__SHORT EXERCISE__. Copy the lines that follow, keeping every character the same.
· · · ·
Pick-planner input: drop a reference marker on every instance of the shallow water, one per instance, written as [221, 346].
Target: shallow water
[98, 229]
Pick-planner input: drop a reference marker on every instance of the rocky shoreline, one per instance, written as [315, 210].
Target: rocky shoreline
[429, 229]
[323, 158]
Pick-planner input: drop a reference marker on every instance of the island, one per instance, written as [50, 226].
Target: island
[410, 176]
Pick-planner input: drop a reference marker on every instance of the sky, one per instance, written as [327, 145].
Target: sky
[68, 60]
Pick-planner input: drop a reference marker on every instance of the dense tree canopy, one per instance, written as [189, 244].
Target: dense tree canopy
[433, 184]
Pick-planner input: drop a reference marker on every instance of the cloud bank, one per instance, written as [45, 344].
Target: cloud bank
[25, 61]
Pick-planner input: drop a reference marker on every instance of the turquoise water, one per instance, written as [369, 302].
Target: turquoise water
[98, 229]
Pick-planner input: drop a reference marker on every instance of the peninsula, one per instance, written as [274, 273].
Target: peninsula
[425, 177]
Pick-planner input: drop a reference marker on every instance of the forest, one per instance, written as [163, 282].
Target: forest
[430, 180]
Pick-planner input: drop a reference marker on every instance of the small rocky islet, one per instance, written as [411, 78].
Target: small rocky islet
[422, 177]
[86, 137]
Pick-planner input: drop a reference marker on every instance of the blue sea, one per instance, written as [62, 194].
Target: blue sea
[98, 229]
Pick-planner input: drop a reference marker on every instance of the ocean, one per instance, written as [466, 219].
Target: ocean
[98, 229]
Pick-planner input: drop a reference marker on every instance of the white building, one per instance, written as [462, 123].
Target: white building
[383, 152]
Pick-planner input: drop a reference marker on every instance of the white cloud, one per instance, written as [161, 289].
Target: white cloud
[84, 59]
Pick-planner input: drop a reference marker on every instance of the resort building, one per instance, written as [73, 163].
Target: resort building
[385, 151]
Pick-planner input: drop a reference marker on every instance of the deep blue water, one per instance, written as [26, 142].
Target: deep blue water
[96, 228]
· · · ·
__EXERCISE RESPONSE__.
Pick-planner input: drop a reference marker on every instance of the shallow water, one per instance, written as [221, 346].
Target: shallow water
[98, 229]
Pick-planner input: drop a reference marker on every instance of the rocky shoreline, one per instance, written as [315, 210].
Target: rocky shoreline
[429, 229]
[323, 158]
Pick-planner input: drop a reference marker on every instance of the island, one per instance, written as [50, 226].
Target: island
[410, 176]
Pick-planner input: drop a reference marker on every instance of the sky, one per instance, written as [327, 145].
Target: sky
[68, 60]
Pick-planner input: drop a reference marker on every instance of the dense tree canopy, one per instance, written as [189, 244].
Target: dense tree canopy
[433, 184]
Pick-planner input: drop a reference marker on every instance of the cloud bank, one per instance, written as [45, 344].
Target: cloud bank
[25, 61]
Pick-planner input: drop a reference marker on every instance of the turquoise water, one per instance, written as [369, 302].
Target: turquoise water
[98, 229]
Pick-planner input: drop a reference marker on every instance of the peninsula, one per instance, written as [274, 273].
Target: peninsula
[425, 177]
Pick-planner input: drop a reference marker on every instance of the forest, one per instance, written as [163, 282].
Target: forest
[430, 180]
Pick-planner input: drop a reference marker on every instance of the small rocky islet, one per instance, written as [411, 78].
Target: small rocky islet
[422, 177]
[86, 137]
Pick-planner input: drop a reference marker on every instance of the blue sea, one per instance, written as [62, 194].
Target: blue sea
[98, 229]
Pick-planner input: drop a reference marker on every instance of the ocean, one per instance, written as [466, 219].
Target: ocean
[98, 229]
Pick-planner input: drop a reference marker on every instance of the white building, one per instance, written as [462, 123].
Target: white building
[383, 152]
Pick-planner input: drop a reference marker on every instance of the white cloud, one per instance, written as [161, 289].
Target: white cloud
[84, 59]
Pick-planner input: drop a reference marker on every instance of the resort building, one per instance, written as [73, 163].
Target: resort building
[385, 151]
Pick-planner input: drop a reference marker on every instance of the deep blue water, one per instance, written as [26, 142].
Target: deep blue water
[96, 228]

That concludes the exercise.